I am purchasing an 08 Tahoe Hybrid. The battery is under warranty and part of the deal is that they will replace the battery, but to do that the service center has to find that the battery needs to be replaced, which I believe it does. I believe that it is not holding a full charge. I don't believe they are putting any work into this. I tailed the vehicle this morning and they took it for a test drive and parked it. Does anyone have access to the service manual or know how to test the battery (either me or the service shop) so I can go to them with info and tell them exactly how to demonstrate the batteries diminished capacity?
Thank you very much for the quick reply! I finally found the a service guy that knows almost everything about these vehicles. You are right, there was nothing wrong with it. I was concerned because the vehicle had been sitting on the lot, and it didn't go very far on battery power. The tech went through almost everything with me, hooking up the scan tool 2 and monitoring the battery, both running and not. Then he took me for a ride with the scan tool and monitored the different values. Then he took me for another ride showing me how the vehicle should and was performing. He was excellent. The only thing he didn't know is how to deep cycle the battery. Don't these vehicles deep cycle every 10,000 miles or so? Can't you tell it to deep cycle with the scan tool 2? I just didn't know the exact button pushes to tell him. Otherwise I am completely satisfied with his diagnosis.

****

WORK REQUEST 1: Return the passage of the Tahoe Hybrid battery post from "Thank you very" to "with his diagnosis." word for word.
WORK REQUEST 2: According to the Tahoe Hybrid battery post, what tool did the tech hook up to monitor the battery?

Records excerpted from a collection
****

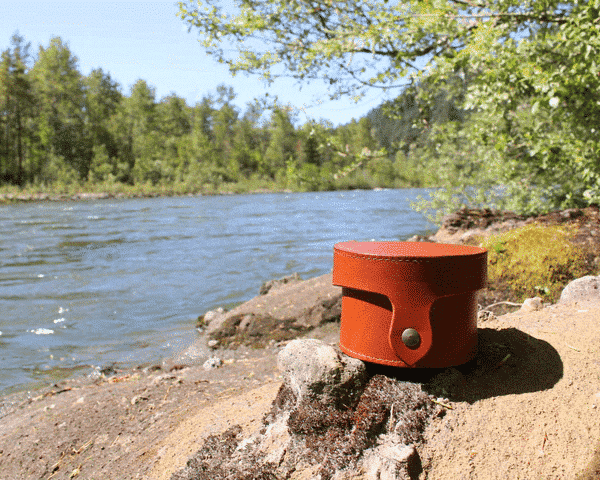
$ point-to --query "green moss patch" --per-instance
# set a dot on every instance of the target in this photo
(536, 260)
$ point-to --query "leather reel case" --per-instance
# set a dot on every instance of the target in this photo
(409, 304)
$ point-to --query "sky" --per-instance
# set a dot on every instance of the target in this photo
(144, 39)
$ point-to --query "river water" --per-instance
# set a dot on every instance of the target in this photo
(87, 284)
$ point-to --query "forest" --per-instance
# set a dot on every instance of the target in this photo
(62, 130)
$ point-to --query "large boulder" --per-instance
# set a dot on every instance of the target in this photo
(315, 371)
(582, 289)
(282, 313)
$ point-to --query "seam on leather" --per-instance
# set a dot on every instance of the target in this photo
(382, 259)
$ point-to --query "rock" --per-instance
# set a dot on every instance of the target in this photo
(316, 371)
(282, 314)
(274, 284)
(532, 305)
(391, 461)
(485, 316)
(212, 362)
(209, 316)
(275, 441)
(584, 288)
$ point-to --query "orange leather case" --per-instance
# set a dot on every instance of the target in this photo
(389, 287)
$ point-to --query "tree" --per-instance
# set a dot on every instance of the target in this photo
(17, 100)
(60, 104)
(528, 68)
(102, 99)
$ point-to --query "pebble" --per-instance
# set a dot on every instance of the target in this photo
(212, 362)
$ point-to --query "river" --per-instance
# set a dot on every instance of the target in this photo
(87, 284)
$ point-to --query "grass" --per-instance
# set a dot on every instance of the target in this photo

****

YOUR SOLUTION 1:
Thank you very much for the quick reply! I finally found the a service guy that knows almost everything about these vehicles. You are right, there was nothing wrong with it. I was concerned because the vehicle had been sitting on the lot, and it didn't go very far on battery power. The tech went through almost everything with me, hooking up the scan tool 2 and monitoring the battery, both running and not. Then he took me for a ride with the scan tool and monitored the different values. Then he took me for another ride showing me how the vehicle should and was performing. He was excellent. The only thing he didn't know is how to deep cycle the battery. Don't these vehicles deep cycle every 10,000 miles or so? Can't you tell it to deep cycle with the scan tool 2? I just didn't know the exact button pushes to tell him. Otherwise I am completely satisfied with his diagnosis.

YOUR SOLUTION 2: The scan tool 2.